┌──

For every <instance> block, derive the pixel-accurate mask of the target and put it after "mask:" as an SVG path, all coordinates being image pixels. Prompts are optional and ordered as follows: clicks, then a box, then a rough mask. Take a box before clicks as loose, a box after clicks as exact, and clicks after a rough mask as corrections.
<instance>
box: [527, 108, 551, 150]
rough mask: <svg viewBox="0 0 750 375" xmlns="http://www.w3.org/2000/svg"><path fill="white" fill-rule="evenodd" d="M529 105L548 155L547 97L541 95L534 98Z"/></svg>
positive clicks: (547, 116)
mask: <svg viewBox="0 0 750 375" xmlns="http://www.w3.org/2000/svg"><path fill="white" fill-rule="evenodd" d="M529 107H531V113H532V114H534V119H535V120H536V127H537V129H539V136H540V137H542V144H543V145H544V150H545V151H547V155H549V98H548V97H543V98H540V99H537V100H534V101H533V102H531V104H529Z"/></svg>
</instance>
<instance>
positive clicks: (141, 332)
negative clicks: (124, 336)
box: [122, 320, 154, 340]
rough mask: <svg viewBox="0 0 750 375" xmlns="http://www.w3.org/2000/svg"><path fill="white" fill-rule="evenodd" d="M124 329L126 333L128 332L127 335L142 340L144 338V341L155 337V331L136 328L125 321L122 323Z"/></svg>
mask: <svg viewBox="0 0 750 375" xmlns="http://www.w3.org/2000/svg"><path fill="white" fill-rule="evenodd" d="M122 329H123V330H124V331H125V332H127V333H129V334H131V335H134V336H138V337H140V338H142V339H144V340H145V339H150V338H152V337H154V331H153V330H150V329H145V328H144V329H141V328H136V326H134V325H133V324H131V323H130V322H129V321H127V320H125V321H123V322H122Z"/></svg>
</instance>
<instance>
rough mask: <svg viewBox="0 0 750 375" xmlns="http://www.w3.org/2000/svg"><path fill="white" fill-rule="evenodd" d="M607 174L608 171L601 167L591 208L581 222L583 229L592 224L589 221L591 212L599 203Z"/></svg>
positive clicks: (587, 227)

└──
┌──

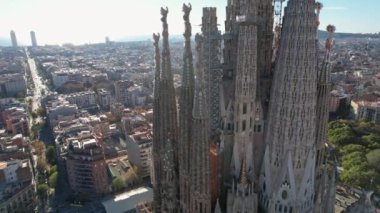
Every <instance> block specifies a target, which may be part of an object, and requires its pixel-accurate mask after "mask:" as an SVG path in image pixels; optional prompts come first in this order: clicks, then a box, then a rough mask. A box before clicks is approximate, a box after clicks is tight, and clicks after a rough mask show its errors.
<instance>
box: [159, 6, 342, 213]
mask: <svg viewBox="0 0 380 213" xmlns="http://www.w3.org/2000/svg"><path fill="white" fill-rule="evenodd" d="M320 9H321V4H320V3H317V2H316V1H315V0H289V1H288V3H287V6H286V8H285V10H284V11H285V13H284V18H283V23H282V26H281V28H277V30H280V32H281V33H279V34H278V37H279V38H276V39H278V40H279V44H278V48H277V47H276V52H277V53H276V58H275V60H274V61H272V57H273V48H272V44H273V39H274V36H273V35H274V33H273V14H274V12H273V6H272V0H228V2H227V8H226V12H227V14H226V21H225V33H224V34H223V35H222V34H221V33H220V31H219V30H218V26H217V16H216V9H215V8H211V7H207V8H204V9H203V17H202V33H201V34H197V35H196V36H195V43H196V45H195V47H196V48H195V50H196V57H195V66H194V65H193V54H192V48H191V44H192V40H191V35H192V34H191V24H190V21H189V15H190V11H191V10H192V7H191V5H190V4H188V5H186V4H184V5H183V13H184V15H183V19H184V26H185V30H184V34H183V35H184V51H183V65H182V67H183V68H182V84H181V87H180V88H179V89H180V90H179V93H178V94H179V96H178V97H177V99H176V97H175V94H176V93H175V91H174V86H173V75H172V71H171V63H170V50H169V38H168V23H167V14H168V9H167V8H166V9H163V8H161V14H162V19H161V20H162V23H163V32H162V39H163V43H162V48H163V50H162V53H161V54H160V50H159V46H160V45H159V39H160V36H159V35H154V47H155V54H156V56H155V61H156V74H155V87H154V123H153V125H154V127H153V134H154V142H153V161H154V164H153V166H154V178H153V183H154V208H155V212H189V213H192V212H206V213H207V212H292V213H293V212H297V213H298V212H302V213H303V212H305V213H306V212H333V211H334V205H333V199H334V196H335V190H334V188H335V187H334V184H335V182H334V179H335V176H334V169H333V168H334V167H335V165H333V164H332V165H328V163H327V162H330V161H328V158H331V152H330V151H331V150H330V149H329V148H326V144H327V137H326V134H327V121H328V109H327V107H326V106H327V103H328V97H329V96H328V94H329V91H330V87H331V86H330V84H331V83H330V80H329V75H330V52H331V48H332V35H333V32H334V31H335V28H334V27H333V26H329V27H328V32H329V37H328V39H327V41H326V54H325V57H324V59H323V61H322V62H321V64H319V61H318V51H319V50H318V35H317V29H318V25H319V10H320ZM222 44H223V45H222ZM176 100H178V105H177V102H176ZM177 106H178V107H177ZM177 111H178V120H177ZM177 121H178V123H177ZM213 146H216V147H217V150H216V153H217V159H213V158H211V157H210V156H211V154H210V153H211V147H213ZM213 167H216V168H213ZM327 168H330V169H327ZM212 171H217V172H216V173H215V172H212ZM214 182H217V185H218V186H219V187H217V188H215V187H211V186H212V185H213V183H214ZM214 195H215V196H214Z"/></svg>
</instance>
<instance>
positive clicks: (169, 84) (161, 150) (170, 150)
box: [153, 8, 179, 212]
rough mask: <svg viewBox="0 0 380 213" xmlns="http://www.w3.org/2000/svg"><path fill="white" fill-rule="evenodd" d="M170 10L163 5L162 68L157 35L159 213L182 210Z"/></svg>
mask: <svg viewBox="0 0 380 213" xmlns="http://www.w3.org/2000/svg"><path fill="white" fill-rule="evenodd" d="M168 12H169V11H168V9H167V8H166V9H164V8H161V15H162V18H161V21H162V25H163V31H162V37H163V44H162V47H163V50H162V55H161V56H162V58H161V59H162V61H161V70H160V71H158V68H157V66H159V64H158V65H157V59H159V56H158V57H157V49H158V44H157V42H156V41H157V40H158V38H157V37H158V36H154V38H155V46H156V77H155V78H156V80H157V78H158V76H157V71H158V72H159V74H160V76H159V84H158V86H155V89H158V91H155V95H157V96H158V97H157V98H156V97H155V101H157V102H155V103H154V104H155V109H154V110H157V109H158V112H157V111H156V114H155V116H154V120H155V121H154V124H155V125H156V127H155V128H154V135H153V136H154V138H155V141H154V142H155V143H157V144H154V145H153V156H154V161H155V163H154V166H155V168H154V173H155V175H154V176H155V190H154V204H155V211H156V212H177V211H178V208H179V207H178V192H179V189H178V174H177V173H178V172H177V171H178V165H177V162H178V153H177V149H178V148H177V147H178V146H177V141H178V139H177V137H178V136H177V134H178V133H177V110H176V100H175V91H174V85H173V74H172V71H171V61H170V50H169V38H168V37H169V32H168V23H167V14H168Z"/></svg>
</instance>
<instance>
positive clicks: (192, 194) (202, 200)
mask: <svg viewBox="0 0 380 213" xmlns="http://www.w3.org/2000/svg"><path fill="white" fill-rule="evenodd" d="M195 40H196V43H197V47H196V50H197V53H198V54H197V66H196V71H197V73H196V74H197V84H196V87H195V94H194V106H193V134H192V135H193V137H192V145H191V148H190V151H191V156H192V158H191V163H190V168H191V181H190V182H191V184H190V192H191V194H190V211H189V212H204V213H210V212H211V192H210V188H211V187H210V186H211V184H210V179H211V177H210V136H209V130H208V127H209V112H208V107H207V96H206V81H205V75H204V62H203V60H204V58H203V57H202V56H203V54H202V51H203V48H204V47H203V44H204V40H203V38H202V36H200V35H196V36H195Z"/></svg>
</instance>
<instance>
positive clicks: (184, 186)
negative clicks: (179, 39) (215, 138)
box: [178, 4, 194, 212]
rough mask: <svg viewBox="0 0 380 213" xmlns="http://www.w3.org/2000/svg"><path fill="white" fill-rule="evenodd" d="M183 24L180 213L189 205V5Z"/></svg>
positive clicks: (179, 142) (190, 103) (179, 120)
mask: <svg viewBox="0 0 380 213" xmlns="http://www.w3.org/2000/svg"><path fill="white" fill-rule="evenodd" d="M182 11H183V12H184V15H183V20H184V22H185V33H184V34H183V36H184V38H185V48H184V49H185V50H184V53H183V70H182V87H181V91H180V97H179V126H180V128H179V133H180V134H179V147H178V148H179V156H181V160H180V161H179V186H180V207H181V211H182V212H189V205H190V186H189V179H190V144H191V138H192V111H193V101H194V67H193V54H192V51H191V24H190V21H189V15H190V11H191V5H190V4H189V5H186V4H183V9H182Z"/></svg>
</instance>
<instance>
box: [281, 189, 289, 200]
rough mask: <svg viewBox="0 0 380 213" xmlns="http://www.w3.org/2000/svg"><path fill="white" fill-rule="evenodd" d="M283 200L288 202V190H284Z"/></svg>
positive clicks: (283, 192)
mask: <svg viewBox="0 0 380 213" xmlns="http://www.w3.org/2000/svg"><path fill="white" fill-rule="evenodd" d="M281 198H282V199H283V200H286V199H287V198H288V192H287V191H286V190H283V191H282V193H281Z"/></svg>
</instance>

└──
┌──

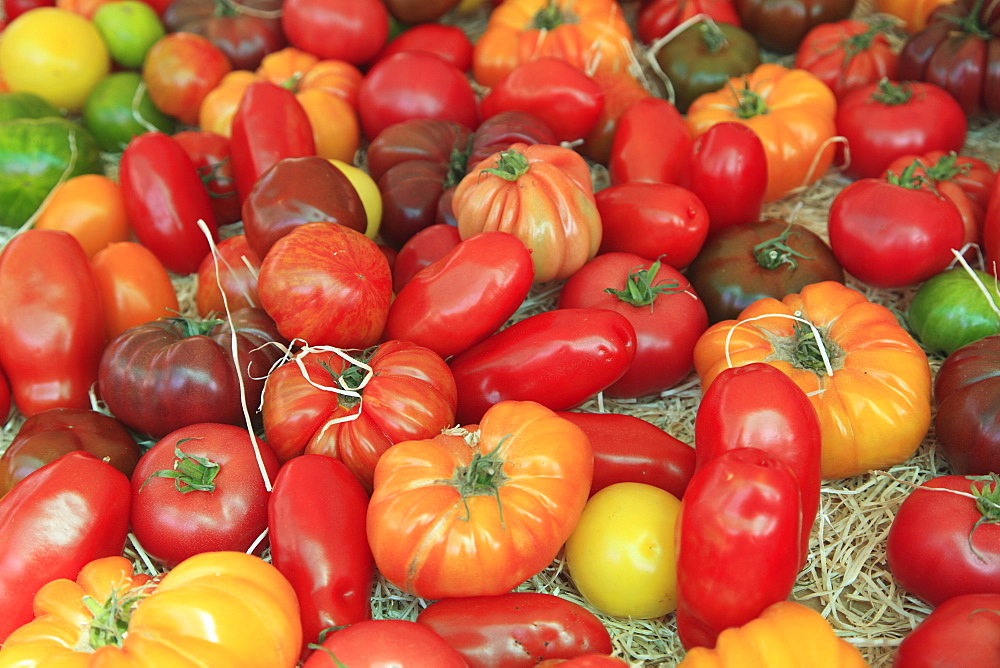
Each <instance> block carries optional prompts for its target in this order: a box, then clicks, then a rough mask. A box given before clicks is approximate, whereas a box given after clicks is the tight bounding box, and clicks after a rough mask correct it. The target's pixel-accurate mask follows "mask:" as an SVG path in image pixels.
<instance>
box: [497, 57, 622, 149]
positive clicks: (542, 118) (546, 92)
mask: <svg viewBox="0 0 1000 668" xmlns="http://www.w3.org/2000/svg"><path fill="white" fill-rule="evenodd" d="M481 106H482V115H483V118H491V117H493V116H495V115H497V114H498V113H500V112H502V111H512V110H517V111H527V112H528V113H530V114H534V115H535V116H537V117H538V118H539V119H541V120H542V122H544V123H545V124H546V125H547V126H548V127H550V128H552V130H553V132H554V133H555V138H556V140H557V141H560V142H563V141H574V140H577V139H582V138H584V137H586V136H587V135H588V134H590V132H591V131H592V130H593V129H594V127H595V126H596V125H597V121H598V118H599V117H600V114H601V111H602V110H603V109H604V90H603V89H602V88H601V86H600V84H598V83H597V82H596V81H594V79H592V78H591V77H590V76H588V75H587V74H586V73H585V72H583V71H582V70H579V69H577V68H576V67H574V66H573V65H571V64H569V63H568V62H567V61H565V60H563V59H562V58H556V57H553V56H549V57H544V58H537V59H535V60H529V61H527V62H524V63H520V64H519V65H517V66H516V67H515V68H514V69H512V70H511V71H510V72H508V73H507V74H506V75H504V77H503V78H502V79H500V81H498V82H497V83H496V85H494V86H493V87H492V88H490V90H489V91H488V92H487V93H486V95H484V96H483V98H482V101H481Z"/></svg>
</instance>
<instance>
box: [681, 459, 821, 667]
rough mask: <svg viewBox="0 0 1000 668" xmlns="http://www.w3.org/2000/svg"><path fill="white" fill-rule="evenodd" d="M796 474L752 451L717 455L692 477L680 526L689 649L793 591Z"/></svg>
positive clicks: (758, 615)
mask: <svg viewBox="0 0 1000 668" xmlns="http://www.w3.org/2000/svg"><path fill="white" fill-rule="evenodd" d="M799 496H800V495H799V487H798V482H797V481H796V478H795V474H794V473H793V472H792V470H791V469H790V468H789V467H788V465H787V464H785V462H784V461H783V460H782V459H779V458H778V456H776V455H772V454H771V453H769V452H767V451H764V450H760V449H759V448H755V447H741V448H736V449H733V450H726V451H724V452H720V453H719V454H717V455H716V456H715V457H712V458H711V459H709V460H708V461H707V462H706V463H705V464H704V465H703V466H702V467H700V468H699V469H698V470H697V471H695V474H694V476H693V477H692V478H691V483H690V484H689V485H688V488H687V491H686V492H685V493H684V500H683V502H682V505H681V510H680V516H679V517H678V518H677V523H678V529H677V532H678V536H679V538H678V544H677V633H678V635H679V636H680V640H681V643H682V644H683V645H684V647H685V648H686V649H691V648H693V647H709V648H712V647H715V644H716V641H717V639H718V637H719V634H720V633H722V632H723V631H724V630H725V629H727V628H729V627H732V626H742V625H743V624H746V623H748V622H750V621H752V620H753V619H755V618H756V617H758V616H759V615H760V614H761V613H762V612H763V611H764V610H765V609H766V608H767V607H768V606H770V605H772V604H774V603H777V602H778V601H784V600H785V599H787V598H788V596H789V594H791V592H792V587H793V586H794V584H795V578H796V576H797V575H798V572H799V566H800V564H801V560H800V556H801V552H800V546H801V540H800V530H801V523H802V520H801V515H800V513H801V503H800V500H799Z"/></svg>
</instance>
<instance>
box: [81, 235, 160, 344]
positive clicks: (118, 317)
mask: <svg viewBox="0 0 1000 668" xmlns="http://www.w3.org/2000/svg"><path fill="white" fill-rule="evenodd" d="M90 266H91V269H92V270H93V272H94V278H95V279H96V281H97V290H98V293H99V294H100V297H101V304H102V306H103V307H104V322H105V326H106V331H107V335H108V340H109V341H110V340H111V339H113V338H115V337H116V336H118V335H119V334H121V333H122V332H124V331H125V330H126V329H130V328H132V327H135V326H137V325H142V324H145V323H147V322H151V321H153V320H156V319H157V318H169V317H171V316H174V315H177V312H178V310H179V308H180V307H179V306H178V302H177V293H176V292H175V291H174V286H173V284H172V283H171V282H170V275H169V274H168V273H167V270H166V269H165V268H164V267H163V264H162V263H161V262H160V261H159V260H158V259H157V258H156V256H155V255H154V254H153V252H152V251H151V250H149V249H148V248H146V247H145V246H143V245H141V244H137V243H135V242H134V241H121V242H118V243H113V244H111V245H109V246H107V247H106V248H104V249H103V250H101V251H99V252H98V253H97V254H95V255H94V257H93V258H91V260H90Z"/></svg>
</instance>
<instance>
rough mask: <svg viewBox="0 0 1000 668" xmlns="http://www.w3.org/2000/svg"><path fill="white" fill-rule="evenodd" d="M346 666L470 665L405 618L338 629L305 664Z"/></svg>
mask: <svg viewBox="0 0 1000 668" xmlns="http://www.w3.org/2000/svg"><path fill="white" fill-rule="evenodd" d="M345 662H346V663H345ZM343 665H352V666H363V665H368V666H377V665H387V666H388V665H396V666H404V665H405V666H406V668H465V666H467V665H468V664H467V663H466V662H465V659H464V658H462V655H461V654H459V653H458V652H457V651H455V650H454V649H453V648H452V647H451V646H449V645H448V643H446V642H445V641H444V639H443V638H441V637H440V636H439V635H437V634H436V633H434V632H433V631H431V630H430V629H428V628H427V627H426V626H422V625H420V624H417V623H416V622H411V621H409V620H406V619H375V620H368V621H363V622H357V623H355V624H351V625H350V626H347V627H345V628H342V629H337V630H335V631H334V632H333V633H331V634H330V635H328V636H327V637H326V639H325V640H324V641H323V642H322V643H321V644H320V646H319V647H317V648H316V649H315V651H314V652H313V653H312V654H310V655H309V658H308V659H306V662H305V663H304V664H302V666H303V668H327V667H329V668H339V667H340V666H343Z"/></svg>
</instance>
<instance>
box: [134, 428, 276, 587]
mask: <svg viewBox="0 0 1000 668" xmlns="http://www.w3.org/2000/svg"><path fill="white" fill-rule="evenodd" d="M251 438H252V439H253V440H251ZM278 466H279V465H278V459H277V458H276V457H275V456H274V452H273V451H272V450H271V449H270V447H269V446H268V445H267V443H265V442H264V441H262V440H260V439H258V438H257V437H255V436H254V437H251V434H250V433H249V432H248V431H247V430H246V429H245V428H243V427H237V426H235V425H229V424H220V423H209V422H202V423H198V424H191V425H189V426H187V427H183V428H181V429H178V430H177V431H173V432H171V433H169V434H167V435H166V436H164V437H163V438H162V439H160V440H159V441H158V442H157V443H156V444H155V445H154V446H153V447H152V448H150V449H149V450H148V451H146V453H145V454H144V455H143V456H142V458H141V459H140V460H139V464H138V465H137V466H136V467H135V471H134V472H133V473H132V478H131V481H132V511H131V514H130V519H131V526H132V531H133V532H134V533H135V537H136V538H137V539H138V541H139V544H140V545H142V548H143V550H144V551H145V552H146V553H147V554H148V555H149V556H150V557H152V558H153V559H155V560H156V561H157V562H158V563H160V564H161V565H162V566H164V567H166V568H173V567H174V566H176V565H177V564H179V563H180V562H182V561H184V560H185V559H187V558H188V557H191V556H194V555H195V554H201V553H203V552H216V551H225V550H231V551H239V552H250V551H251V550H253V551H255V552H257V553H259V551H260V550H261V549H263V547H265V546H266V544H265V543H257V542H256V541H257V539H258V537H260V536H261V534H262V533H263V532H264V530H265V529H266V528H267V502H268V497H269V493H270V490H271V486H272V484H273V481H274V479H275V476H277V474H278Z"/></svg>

└──

▸ REQUIRED ACTION:
Copy each line of the records that has "pixels" in it.

▸ RESULT OF THE TASK:
For every <instance> block, derive the pixel-accurate mask of the target and put it after "mask:" as an SVG path, all coordinates being image pixels. Prompts are optional and ordered as follows: clicks, then a box, then a rough mask. Take a box before clicks as loose, a box after clicks as exact, and clicks after a rough mask as corrections.
Every <instance> block specifies a target, which may be part of an object, and requires its pixel-accurate mask after "mask:" as an SVG path in image pixels; optional prompts come first in this order: clicks, then a box, then a rough mask. A box before clicks is approximate, a box after clicks is tight, and clicks after a rough mask show its errors.
Each <instance> block carries optional prompts for its target in this order: a box, then clicks, then a rough mask. A box given before clicks is approximate, whereas a box given after clicks is the tight bounding box, and clicks after a rough mask correct it. The target's pixel-accurate mask follows "mask:" as an SVG path in image pixels.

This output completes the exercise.